YOUR OBJECTIVE:
Show each line in the stored data below that contains the word "sleeve". Copy those lines in full.

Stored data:

______

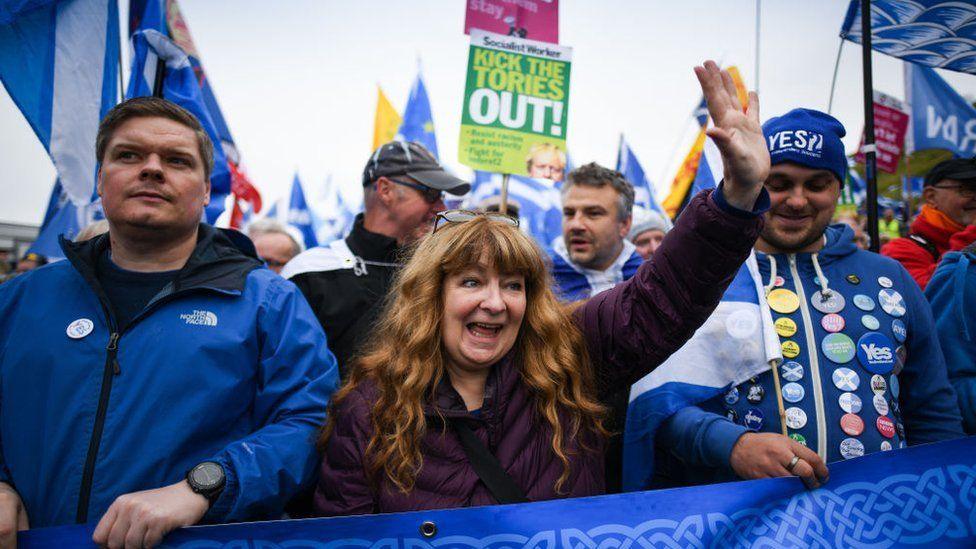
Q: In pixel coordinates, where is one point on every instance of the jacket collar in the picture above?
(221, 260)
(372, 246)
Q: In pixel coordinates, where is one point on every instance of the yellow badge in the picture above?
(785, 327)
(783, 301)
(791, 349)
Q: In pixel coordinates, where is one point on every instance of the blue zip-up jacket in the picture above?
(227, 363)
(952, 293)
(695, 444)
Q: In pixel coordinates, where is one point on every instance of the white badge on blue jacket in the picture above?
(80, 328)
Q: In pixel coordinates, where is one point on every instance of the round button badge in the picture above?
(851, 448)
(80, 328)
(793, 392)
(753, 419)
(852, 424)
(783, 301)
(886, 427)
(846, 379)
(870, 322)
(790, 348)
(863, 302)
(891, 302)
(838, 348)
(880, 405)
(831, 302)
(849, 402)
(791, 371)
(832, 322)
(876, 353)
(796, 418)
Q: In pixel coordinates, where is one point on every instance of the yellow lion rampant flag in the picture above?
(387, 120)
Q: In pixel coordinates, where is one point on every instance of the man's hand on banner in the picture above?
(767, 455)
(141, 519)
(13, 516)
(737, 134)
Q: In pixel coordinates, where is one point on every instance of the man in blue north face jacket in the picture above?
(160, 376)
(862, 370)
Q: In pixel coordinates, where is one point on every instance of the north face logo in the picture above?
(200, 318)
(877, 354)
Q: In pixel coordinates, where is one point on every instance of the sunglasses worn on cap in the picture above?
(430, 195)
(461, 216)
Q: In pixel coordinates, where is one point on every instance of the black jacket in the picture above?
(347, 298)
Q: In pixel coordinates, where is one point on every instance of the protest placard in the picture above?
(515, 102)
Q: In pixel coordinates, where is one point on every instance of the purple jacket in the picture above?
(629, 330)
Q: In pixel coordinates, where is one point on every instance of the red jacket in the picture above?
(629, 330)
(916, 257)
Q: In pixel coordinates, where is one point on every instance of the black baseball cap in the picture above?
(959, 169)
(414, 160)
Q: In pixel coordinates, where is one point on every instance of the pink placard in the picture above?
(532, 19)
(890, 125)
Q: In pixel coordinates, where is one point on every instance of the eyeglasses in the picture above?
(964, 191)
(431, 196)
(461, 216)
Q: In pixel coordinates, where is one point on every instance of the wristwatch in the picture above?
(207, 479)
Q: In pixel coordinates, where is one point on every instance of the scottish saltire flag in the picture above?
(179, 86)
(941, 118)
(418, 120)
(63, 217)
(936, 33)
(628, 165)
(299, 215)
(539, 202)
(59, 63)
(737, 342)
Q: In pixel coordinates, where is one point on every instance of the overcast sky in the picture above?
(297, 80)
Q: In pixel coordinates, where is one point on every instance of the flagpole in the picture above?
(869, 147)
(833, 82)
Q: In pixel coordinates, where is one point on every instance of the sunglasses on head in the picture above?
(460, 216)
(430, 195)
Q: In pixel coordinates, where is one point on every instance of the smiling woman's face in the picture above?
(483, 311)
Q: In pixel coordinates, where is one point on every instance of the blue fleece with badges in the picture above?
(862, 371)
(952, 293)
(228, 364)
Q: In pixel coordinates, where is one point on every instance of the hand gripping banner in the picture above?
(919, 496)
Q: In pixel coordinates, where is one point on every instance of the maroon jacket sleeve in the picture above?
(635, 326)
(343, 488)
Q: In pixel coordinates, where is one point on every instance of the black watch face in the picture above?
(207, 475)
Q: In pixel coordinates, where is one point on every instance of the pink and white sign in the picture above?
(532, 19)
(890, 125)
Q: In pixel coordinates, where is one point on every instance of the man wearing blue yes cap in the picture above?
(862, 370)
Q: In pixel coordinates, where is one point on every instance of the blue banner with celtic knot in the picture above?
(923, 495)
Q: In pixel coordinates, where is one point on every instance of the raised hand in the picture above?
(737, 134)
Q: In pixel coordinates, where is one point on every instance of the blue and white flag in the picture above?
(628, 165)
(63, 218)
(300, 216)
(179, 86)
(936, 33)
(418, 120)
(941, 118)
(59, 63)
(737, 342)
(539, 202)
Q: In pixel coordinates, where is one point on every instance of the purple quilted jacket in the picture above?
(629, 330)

______

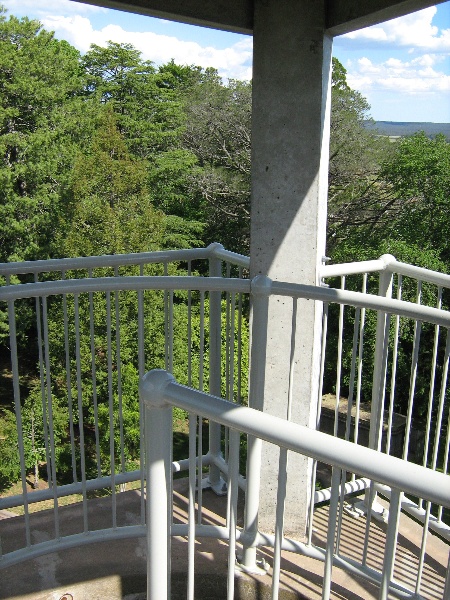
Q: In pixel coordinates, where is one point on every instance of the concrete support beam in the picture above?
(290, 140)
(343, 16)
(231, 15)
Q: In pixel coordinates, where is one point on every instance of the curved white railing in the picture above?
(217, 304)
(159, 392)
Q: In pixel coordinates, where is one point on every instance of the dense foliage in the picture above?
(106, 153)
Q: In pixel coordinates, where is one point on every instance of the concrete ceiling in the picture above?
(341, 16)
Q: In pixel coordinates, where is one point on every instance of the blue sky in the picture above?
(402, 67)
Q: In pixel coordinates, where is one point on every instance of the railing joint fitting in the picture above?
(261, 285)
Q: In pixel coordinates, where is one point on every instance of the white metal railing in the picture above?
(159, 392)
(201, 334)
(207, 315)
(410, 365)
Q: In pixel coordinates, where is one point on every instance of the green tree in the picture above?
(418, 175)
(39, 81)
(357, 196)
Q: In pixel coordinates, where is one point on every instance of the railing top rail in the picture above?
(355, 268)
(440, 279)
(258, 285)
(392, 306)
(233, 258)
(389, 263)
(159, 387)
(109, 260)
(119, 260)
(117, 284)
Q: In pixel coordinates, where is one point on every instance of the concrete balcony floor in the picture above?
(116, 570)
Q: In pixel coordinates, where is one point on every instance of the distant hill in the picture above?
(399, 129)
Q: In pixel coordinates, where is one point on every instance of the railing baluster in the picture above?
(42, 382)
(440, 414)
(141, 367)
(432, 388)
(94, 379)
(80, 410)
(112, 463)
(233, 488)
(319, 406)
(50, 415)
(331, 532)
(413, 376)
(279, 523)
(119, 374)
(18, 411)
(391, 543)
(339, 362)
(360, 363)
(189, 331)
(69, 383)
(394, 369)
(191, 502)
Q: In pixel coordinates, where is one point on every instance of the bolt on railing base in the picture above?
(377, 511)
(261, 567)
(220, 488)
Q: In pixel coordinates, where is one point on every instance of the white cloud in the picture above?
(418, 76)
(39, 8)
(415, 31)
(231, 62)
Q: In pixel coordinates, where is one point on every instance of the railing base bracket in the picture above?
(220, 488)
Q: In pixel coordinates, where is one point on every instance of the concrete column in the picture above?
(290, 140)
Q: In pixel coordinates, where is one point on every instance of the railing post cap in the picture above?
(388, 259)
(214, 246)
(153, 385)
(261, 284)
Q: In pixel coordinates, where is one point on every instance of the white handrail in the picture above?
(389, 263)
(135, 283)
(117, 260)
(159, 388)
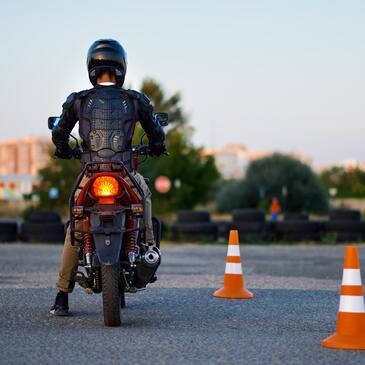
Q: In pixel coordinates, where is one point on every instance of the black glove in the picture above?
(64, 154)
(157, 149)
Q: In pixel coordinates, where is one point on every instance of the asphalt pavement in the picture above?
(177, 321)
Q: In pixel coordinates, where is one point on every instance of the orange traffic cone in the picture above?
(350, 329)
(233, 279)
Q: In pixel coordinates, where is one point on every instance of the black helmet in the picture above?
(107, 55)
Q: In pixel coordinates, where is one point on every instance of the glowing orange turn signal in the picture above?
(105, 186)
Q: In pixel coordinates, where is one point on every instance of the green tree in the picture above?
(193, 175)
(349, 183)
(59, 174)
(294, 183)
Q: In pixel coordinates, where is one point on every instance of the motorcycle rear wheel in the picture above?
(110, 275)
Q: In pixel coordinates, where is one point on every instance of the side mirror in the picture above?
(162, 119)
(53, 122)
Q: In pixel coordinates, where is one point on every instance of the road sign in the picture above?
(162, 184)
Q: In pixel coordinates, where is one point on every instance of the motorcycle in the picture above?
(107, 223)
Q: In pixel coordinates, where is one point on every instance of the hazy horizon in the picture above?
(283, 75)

______

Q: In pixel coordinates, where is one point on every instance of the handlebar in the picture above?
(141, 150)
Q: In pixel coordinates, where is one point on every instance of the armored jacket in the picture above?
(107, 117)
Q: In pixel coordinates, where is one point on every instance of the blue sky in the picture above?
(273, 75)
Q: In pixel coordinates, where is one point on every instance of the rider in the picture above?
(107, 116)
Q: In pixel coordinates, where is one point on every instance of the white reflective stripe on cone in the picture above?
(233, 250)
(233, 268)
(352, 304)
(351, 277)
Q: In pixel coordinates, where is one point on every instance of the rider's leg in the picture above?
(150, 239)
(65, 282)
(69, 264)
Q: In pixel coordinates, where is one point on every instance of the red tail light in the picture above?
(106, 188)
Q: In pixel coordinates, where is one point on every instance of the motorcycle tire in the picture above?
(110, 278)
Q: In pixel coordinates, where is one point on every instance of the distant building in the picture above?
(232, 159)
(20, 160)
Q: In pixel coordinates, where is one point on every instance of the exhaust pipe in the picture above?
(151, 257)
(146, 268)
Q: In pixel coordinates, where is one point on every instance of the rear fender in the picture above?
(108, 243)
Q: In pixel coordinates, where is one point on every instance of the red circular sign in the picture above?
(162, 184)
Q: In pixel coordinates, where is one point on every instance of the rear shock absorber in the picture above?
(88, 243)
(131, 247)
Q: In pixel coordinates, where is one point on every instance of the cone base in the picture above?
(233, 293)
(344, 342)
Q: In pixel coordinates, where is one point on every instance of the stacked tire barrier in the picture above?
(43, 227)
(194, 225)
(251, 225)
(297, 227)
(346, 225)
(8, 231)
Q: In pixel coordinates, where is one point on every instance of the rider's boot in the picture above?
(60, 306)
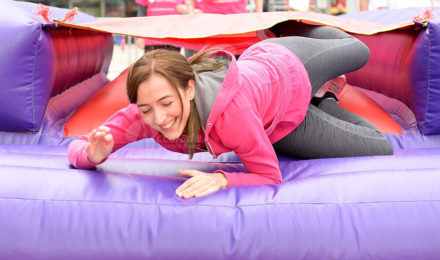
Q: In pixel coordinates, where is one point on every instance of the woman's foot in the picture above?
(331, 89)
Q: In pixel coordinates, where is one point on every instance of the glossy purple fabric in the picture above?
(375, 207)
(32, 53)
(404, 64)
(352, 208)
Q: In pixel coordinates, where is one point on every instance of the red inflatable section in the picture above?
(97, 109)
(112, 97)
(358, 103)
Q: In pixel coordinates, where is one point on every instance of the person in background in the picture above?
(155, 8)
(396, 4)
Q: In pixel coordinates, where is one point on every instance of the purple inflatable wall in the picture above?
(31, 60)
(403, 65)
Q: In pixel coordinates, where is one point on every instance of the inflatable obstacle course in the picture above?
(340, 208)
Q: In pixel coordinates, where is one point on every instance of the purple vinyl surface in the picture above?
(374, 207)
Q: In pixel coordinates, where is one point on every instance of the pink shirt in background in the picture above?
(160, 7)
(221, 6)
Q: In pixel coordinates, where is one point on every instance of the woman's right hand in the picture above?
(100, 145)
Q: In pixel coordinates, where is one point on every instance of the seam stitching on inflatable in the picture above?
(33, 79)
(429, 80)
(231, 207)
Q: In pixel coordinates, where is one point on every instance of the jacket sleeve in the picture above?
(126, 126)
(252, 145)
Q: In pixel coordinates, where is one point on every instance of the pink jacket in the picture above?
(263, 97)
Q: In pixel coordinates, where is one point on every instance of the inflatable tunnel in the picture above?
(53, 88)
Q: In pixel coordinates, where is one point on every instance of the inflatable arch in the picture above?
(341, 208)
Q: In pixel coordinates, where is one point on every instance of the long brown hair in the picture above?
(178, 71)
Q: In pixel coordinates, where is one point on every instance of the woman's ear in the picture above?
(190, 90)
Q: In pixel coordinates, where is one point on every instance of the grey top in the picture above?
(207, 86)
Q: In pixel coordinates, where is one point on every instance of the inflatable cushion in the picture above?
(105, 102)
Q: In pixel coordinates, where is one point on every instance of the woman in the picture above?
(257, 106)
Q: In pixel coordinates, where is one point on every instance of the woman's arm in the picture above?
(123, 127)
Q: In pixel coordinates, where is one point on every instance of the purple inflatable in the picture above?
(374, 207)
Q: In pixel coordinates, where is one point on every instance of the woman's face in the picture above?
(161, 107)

______

WRITTEN RESPONSE:
Q: In pixel coordinates, where is one point on every instance of the maroon jacket sleeve in the picture above?
Q: In pixel coordinates, where is one point on every instance of the jacket sleeve in the picture above?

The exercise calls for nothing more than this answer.